**Text section:**
⟨

How is it going to be December already tomorrow?!? We decided that tonight was a great time to bring a little holiday cheer into our home. I love when the tree and angel are lit up.🎄

Mabry Living's photo.

The kids and I are entering our 4th week of John being away. Over the last several weeks we have been adjusting to our new normal. It has been a growing experience for all of the Mabry family and I pray we come out stronger because of this transition.

John returns back to the Nashville area on Friday. Being that I have become adjusted to my new normal, I am a little nervous of the upcoming transition of him entering back into our every day lives again. The last time I saw John at the beginning of November was a day I wish I could erase from my memory. He was not healthy, addiction had stolen his soul. I plan to continue living one day at a time upon his return. I know TIME will be our friend as we slowly adapt once again.

⟩

**Source data:**
⟨

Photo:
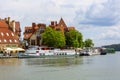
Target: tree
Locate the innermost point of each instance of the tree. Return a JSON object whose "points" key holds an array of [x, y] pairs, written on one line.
{"points": [[74, 39], [88, 43], [53, 38]]}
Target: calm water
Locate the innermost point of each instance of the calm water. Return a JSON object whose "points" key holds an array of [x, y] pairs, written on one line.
{"points": [[100, 67]]}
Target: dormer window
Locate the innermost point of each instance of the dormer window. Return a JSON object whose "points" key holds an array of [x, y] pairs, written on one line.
{"points": [[2, 34], [12, 34], [7, 34], [15, 41], [5, 40], [10, 40]]}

⟩

**List of tasks:**
[a] In the Mabry Living post, on what day does John return to the Nashville area?
[b] For each statement, say whether it agrees with the Mabry Living post, answering yes or no and quoting the words that decide it: (i) The writer and the kids are entering their 4th week of John being away. (ii) The writer last saw John at the end of November. (iii) The writer plans to keep living one day at a time once John returns.
[c] Please reproduce the part of the Mabry Living post starting with "Mabry Living's photo." and going on through "adapt once again.".

**Solution list:**
[a] Friday.

[b]
(i) Yes: "The kids and I are entering our 4th week of John being away."
(ii) No: "The last time I saw John at the beginning of November"
(iii) Yes: "I plan to continue living one day at a time upon his return."

[c]
Mabry Living's photo.

The kids and I are entering our 4th week of John being away. Over the last several weeks we have been adjusting to our new normal. It has been a growing experience for all of the Mabry family and I pray we come out stronger because of this transition.

John returns back to the Nashville area on Friday. Being that I have become adjusted to my new normal, I am a little nervous of the upcoming transition of him entering back into our every day lives again. The last time I saw John at the beginning of November was a day I wish I could erase from my memory. He was not healthy, addiction had stolen his soul. I plan to continue living one day at a time upon his return. I know TIME will be our friend as we slowly adapt once again.